◆ **DOCUMENT TEXT**
──────────

# Minimum income



## chrisgarner (Dec 1, 2008)

Having retired I and my partner are contemplating relocating to Cyprus in mid to late 2009. I am aware that there is a requirement to demonstrate a firm source of income at or above a stipulated minimum level. I have seen several different publications giving advice on what this minimum income level is varying anywhere between 10k and 20k Euros per Annum.
If any member is able to advise on this, possibly someone who has recently made the move as a retired couple, I would be most appreciative.
Thank you in anticipation.
Chris G


----------



## Veronica (Apr 5, 2008)

chrisgarner said:


> Having retired I and my partner are contemplating relocating to Cyprus in mid to late 2009. I am aware that there is a requirement to demonstrate a firm source of income at or above a stipulated minimum level. I have seen several different publications giving advice on what this minimum income level is varying anywhere between 10k and 20k Euros per Annum.
> If any member is able to advise on this, possibly someone who has recently made the move as a retired couple, I would be most appreciative.
> Thank you in anticipation.
> Chris G


If you are receiving full UK pensions you should fall within the perameters of having sufficient income.
I know of many couples who live here full time and have only their old age pensions with no extras who have had no problem at all getting approval to live here permanently.

Regards Veronica


----------



## chrisgarner (Dec 1, 2008)

Thanks for your reply Veronica, I've spent what seems weeks trying to get a definitive answer on this so your reply within minutes is very encouraging.
Thanks again
Chris G


----------



## woodsym1 (Dec 24, 2008)

hi just moved to cyprus and am in doubt as food is so expensive bread E1.95 average trolly is E190-E220 and i have been to every different supermarket from papantonios to carefoure
to go to a restaurant 2 adults 2 children is around 80 euros ... any advise please


----------



## Veronica (Apr 5, 2008)

──────────

◆ **RECORD EXCERPTS**
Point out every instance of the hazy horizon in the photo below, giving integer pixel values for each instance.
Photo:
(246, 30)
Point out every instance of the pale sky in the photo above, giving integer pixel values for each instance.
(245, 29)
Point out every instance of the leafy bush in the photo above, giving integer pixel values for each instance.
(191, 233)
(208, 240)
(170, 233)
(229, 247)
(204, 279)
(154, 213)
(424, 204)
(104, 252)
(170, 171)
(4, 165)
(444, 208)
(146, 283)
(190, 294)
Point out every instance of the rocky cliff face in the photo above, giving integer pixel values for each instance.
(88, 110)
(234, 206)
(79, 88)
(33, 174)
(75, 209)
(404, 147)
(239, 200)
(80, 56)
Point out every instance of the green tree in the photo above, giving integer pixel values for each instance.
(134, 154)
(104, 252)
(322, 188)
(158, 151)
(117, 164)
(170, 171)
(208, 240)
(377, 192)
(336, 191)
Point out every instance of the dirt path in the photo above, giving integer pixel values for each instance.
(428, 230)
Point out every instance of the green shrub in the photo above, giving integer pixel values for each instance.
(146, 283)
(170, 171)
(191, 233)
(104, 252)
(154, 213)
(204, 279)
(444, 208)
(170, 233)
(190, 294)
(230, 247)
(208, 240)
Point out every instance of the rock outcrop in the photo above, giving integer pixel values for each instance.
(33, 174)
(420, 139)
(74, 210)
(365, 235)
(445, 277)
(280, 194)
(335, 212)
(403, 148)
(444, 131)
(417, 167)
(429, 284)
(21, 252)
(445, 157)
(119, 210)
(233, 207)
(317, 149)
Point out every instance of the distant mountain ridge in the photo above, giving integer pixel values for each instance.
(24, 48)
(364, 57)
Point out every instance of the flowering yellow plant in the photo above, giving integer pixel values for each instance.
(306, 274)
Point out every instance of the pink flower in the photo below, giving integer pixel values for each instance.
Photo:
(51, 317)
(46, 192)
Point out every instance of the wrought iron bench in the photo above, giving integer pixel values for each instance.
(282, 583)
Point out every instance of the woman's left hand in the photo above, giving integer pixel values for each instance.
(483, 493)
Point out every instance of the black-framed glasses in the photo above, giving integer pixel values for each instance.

──────────

◆ **WHAT YOU WILL DO**
Resume the forum thread about the minimum income for retiring to Cyprus, starting right after its last line.

◆ **EXERCISE RESPONSE**
woodsym1 said:


> hi just moved to cyprus and am in doubt as food is so expensive bread E1.95 average trolly is E190-E220 and i have been to every different supermarket from papantonios to carefoure
> to go to a restaurant 2 adults 2 children is around 80 euros ... any advise please



The only way is stop comparing with the price of things in the UK since the GBP has become so weak agaisnt the Euro. 
Dont shop in the big supermarkets. for one thing they tend to be more expensive and for another you will buy all sorts of of stuff you dont really. Stick to small local supermarkets. Use the fruit markets for all your fresh fruit and veg, better quality and lower prices.
There is a very reasonable one in the area where the russians etc live called Garden of Eden and another really good one on the same road as Butcher boy.
Dont use the restaurants in the tourist areas, go to the ones the Cypriots use.

Give yourself time to get to know the area and the best places to shop and you will find it will get easier. As long as you are able to live reasonably it is still better here than the UK.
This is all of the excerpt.